WORK TO COMPLETE:
Among the lines below, count those that include "gray", and state the count alone.

[EXERCISE DATA Boundary: Start]

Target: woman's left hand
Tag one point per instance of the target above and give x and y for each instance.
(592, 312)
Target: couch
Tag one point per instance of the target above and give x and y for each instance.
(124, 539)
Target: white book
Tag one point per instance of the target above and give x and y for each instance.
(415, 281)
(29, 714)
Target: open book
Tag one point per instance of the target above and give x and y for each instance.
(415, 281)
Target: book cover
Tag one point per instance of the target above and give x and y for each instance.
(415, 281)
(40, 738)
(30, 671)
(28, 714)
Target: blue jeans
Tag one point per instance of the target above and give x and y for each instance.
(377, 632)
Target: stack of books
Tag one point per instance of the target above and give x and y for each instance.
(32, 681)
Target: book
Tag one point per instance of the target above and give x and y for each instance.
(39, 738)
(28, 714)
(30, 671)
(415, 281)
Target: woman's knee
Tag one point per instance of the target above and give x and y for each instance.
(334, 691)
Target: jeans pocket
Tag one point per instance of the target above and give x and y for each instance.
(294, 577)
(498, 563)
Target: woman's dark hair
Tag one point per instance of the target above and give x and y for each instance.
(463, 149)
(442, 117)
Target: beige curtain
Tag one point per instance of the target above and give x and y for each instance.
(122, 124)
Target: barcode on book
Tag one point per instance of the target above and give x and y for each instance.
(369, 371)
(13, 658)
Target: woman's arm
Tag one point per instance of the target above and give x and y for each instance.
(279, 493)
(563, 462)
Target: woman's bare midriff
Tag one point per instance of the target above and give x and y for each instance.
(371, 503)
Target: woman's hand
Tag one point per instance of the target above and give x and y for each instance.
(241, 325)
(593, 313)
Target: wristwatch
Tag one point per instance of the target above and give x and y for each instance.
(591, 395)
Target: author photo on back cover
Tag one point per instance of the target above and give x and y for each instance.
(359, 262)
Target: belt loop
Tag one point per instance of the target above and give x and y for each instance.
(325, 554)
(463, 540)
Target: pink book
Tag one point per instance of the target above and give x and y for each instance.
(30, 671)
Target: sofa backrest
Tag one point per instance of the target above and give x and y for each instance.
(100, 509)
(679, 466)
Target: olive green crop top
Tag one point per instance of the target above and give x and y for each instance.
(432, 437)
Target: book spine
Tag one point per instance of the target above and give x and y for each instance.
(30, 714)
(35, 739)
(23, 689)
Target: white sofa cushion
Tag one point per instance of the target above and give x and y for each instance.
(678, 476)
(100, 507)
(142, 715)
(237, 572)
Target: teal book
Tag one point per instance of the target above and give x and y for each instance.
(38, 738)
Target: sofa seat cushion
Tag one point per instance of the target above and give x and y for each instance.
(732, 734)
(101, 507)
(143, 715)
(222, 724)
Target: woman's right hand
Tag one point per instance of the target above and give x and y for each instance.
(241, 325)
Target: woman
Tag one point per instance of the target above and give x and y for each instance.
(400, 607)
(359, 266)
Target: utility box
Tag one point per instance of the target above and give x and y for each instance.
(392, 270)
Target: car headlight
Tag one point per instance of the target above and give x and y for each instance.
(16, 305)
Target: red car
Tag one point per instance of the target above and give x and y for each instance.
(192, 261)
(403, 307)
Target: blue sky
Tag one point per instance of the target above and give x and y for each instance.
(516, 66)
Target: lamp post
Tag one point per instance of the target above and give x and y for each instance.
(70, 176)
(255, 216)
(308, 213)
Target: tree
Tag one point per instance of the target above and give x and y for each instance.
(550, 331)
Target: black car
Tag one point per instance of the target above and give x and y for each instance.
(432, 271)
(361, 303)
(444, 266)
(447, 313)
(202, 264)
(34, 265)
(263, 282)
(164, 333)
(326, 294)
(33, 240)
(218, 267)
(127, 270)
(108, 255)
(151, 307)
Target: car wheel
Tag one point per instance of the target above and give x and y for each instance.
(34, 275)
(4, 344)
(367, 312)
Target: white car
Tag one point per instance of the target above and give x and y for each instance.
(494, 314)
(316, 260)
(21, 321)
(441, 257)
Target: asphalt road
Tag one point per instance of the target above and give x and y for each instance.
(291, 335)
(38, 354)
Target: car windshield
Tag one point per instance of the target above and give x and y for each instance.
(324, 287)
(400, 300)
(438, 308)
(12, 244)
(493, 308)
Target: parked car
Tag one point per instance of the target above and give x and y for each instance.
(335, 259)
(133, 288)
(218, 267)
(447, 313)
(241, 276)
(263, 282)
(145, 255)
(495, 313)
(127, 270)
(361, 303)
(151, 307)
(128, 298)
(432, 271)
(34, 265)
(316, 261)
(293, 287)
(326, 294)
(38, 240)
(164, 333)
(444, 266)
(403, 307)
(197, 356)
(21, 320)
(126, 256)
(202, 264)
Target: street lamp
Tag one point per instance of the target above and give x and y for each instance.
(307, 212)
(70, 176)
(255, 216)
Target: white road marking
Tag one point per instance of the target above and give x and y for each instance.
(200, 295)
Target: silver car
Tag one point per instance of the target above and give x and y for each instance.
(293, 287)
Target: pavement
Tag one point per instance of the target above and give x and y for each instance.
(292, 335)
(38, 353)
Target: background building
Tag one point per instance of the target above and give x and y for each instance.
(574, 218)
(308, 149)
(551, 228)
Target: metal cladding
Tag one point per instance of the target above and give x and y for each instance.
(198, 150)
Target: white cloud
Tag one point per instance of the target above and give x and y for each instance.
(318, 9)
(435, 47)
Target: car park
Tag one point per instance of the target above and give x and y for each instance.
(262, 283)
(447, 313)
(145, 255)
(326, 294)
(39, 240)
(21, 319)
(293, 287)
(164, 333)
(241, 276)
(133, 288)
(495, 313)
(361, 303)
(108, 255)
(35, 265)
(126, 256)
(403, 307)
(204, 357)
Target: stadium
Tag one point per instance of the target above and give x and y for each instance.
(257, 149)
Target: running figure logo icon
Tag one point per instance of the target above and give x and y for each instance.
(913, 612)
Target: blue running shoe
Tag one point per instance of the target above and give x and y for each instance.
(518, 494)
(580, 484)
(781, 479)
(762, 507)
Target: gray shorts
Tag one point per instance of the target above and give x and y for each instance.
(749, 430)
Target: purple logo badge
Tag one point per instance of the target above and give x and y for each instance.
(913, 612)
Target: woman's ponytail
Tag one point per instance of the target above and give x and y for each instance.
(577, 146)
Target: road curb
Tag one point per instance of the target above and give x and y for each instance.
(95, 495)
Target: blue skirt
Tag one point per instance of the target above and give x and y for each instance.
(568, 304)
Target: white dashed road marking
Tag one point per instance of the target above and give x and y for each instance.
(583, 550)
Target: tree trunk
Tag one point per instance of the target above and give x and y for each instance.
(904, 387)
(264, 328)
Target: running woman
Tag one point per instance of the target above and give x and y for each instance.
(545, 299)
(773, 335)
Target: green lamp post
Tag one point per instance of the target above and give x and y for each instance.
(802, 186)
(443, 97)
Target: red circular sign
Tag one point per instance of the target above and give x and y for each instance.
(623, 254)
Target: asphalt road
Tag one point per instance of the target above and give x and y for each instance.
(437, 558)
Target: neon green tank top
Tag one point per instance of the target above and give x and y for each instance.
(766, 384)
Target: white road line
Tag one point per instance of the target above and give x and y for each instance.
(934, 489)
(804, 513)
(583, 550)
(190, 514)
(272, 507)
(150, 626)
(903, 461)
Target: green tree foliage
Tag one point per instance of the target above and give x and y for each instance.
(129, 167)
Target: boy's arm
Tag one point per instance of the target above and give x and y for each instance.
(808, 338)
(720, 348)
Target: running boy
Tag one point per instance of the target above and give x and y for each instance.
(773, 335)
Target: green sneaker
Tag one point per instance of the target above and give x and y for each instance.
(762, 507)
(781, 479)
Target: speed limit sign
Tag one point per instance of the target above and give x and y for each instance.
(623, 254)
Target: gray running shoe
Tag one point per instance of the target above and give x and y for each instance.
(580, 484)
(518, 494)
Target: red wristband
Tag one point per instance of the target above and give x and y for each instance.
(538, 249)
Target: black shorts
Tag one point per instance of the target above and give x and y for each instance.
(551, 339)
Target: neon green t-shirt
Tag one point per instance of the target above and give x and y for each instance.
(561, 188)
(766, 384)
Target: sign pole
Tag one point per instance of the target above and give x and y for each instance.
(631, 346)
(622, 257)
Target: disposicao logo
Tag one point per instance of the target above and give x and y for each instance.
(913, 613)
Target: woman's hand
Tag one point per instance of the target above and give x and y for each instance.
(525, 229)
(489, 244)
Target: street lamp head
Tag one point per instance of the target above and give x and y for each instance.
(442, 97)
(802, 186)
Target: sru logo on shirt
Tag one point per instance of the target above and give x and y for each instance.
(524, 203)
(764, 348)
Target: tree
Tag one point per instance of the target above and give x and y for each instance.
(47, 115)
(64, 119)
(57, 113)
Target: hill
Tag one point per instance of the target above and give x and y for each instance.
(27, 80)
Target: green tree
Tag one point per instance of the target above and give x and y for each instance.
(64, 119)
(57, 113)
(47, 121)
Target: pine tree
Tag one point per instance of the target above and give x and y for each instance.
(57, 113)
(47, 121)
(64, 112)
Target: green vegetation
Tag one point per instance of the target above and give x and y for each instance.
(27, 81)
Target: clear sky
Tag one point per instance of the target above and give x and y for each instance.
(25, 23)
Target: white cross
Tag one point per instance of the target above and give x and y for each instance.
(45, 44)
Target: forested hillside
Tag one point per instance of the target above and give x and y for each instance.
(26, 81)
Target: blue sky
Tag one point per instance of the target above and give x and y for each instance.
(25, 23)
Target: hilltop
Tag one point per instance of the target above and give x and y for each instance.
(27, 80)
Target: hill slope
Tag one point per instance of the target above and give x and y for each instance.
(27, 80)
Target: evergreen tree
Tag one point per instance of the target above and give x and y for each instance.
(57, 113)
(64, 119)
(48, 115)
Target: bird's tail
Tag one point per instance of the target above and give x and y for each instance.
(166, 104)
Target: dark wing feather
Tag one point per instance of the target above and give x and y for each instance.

[EXERCISE DATA Boundary: End]

TASK RESPONSE:
2